Direction: Copy every one of the following rows word for word, keeping each line in its original order.

##### Supplied information #####

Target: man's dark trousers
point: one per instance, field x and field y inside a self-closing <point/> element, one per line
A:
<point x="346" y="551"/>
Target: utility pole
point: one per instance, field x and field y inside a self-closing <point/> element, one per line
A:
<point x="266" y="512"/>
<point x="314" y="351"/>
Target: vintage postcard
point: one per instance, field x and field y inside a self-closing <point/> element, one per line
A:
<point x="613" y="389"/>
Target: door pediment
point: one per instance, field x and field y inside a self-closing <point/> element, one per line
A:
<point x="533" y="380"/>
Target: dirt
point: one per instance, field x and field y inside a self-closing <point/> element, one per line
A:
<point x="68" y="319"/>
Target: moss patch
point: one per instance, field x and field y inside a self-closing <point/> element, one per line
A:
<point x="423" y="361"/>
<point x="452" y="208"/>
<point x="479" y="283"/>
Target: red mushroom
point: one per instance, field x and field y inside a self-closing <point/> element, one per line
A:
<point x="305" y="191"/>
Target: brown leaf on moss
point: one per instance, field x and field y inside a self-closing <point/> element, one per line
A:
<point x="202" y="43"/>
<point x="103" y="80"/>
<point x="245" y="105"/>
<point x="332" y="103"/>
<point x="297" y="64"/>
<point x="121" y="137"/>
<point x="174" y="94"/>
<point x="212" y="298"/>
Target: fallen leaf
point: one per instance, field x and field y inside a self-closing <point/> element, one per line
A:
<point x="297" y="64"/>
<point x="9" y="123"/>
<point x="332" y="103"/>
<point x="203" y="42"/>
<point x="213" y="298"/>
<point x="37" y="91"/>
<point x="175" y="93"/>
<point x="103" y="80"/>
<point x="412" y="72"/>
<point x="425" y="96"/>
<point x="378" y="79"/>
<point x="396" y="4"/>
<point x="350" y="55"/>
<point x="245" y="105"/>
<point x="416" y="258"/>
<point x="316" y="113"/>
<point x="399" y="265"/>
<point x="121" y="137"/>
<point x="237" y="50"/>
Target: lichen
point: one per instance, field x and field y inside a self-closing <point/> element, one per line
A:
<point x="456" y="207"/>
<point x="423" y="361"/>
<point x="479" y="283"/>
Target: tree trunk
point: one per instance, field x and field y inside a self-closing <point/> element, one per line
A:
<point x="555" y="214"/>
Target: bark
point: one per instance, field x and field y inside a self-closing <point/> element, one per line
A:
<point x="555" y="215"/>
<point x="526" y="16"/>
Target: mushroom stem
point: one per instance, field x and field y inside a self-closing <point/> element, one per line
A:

#####

Answer to this exercise:
Target: man's dark trousers
point: one per instance, field x and field y inside a self-closing <point/> element, one per line
A:
<point x="346" y="551"/>
Target: utility pole
point: one per instance, field x and field y inside a self-closing <point/> element, one per line
A:
<point x="266" y="512"/>
<point x="314" y="351"/>
Target: vintage postcard
point: one per instance, field x and field y inside a self-closing <point/> element, one per line
A:
<point x="613" y="389"/>
Target: door pediment
point: one per instance, field x and field y inside a self-closing <point/> element, one per line
A:
<point x="533" y="380"/>
Target: dirt
point: one per instance, field x and field y inside a self-closing <point/> element, one per line
A:
<point x="68" y="319"/>
Target: moss patch
point: one per instance, field x and field y inside a self-closing <point/> element, one per line
A:
<point x="423" y="361"/>
<point x="452" y="208"/>
<point x="479" y="283"/>
Target: red mushroom
point: one per instance, field x and field y inside a self-closing <point/> element, one per line
A:
<point x="305" y="191"/>
Target: brown leaf on moss
point: one per instance, field x and field y inside a self-closing <point/> element, one per line
A:
<point x="202" y="43"/>
<point x="103" y="80"/>
<point x="245" y="105"/>
<point x="332" y="103"/>
<point x="297" y="64"/>
<point x="121" y="137"/>
<point x="174" y="94"/>
<point x="212" y="298"/>
Target: fallen leaf
point: one per instance, field x and field y inside a self-closing <point/> element, one per line
A:
<point x="297" y="64"/>
<point x="9" y="123"/>
<point x="332" y="103"/>
<point x="203" y="42"/>
<point x="213" y="298"/>
<point x="37" y="91"/>
<point x="175" y="93"/>
<point x="103" y="80"/>
<point x="412" y="72"/>
<point x="425" y="96"/>
<point x="378" y="79"/>
<point x="396" y="4"/>
<point x="350" y="55"/>
<point x="245" y="105"/>
<point x="416" y="258"/>
<point x="316" y="113"/>
<point x="399" y="265"/>
<point x="121" y="137"/>
<point x="237" y="50"/>
Target: lichen
point: one per instance, field x and field y inside a self-closing <point/> element, one per line
A:
<point x="456" y="207"/>
<point x="423" y="361"/>
<point x="479" y="283"/>
Target: tree trunk
point: one per instance, field x and field y inside a self-closing <point/> element, one per line
A:
<point x="555" y="214"/>
Target: bark
point: one per instance, field x and field y inside a self-closing <point/> element, one per line
A:
<point x="555" y="215"/>
<point x="526" y="16"/>
Target: mushroom stem
point: one per instance, field x and field y inside a self-closing <point/> element, one per line
A:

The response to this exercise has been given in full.